» **WHAT YOU NEED TO DO**:
Retype the listing below exactly, from its first line up to and including the line with "xmin=429 ymin=143 xmax=460 ymax=294".

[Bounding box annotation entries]
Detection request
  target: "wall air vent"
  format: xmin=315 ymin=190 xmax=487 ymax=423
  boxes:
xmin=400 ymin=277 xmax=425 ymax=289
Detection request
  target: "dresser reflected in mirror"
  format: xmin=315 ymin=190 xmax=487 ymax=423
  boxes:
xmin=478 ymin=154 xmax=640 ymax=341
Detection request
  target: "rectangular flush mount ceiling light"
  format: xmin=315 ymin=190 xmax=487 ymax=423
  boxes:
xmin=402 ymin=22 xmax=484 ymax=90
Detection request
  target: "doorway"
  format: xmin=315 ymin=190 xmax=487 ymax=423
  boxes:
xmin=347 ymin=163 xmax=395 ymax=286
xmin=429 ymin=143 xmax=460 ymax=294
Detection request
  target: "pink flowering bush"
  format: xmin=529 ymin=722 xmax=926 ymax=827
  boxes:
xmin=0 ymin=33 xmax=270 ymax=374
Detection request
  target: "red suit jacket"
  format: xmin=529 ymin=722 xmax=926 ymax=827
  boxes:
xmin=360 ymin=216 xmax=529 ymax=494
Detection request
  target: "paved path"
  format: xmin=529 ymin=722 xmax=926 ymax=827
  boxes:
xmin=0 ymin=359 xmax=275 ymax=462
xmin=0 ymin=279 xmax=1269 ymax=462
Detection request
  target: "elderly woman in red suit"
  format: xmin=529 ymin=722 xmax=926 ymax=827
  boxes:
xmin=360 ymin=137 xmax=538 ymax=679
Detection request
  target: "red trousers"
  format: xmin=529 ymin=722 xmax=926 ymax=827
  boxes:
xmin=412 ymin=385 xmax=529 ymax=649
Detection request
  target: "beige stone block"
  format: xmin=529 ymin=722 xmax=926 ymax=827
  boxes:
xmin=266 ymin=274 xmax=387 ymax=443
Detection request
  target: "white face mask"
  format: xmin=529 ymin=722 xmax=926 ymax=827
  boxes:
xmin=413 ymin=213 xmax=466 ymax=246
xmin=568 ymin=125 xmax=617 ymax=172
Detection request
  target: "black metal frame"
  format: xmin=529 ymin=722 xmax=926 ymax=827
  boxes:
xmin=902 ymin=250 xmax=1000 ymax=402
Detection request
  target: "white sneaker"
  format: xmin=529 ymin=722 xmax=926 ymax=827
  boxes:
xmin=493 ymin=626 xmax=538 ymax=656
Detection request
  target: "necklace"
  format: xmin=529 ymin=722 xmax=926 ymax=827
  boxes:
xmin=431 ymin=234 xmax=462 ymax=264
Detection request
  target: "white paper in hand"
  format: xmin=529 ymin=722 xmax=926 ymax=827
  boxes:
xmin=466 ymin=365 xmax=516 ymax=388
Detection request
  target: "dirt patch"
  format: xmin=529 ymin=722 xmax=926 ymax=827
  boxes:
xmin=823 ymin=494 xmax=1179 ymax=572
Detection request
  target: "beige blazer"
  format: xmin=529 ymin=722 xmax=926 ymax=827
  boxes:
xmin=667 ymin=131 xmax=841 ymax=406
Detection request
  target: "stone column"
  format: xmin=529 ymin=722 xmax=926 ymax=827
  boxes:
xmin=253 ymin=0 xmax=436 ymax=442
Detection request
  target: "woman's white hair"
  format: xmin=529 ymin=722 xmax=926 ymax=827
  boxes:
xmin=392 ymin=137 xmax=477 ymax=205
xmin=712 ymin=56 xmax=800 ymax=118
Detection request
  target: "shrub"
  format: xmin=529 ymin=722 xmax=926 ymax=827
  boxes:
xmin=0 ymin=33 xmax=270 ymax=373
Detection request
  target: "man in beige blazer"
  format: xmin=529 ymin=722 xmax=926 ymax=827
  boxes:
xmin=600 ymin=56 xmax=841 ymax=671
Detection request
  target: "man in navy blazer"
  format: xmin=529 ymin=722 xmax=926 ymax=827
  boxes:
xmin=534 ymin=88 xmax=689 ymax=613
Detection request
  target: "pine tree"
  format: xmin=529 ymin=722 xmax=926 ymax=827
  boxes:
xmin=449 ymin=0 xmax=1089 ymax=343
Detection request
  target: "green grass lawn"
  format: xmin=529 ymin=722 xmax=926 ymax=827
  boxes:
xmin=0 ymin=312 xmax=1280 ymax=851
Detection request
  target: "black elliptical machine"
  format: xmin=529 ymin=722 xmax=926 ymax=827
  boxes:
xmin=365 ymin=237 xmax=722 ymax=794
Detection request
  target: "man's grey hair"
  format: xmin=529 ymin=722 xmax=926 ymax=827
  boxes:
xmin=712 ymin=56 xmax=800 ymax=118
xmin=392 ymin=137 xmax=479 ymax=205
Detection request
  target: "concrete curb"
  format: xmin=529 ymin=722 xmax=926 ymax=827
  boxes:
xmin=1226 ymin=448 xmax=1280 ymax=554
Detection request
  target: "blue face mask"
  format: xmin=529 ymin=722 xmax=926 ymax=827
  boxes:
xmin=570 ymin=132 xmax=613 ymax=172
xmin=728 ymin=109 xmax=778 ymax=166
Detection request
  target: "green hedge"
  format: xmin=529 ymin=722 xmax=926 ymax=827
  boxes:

» **SOLUTION FOR THIS EXERCISE**:
Detection request
  target: "wall air vent"
  format: xmin=315 ymin=190 xmax=487 ymax=423
  boxes:
xmin=400 ymin=277 xmax=425 ymax=289
Detection request
  target: "dresser reflected in mirror"
  format: xmin=315 ymin=190 xmax=487 ymax=423
  boxes:
xmin=478 ymin=154 xmax=640 ymax=341
Detection request
  target: "rectangular flush mount ceiling light"
  format: xmin=315 ymin=190 xmax=487 ymax=423
  boxes:
xmin=402 ymin=22 xmax=484 ymax=90
Detection request
  target: "doorway"
  format: xmin=315 ymin=190 xmax=487 ymax=423
  boxes:
xmin=347 ymin=163 xmax=395 ymax=286
xmin=429 ymin=143 xmax=460 ymax=294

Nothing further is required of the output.